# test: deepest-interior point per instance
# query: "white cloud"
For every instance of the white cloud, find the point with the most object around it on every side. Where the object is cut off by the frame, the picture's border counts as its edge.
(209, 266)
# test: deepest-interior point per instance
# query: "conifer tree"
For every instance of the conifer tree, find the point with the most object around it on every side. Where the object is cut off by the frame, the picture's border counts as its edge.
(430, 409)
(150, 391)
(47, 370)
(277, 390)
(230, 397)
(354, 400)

------------------------------------------------------------------------

Where the word "query" shows up in a line of the listing, return that line.

# query: "white cloud"
# query: "conifer tree"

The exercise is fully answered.